By Bonnie Culverhouse
Many people enjoy the booming sounds and flashing lights of fireworks, but they can be terrifying and overwhelming for Fido and Fluffy.
During the Christmas and New Year’s holidays, pets can become so frightened by the noise and commotion of fireworks they run from otherwise familiar environments and people, and sadly become lost.
Joe Scroggs, DVM, of Trinity Animal Hospital in Minden, said there are ways to keep your pet calm during fireworks.
“One way is to be near them,” Dr. Scroggs said. “Pets like feeling the security of companionship.”
He recommends a product called a “Thundershirt” that mimics the pet being held by the owner, if the owner has to be away from the home during a fireworks display.
“Covering the windows so pets can’t see the flashes from the fireworks may also be helpful,” he said.
Being aware the New Year’s holiday is coming up allows the owner time to bring an outside pet indoors. Dr. Scroggs recommends keeping them inside as long as possible.
“I believe that having the pet inside provides them a sense of security,” he said. “You have to be careful leaving dogs inside unattended that normally live outside, considering they may damage household goods in reaction to the fireworks. I recommend all pets kept inside be attended while fireworks are being enjoyed by others outside.”
Medication can be helpful.
“There are several drugs that your local veterinarian may prescribe your pet for anxiety,” the veterinarian said. “My personal favorite drug for controlling anxiety in dogs is Trazadone. The nice thing about this drug is that is has little to no side effects, doesn’t have to be tapered down and it has a wide range for dosing to properly tailor the need for each pet.”

Stored items from a collection:

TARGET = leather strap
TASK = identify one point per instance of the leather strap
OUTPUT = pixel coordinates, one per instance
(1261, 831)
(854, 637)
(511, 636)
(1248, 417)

• WHAT YOU NEED TO DO: In the article on pets and fireworks, list the advantages of Trazadone that Dr. Scroggs names. You won't need the rows for this.

• SOLUTION:
- It has little to no side effects.
- It doesn't have to be tapered down.
- It has a wide range for dosing, so it can be tailored to each pet's need.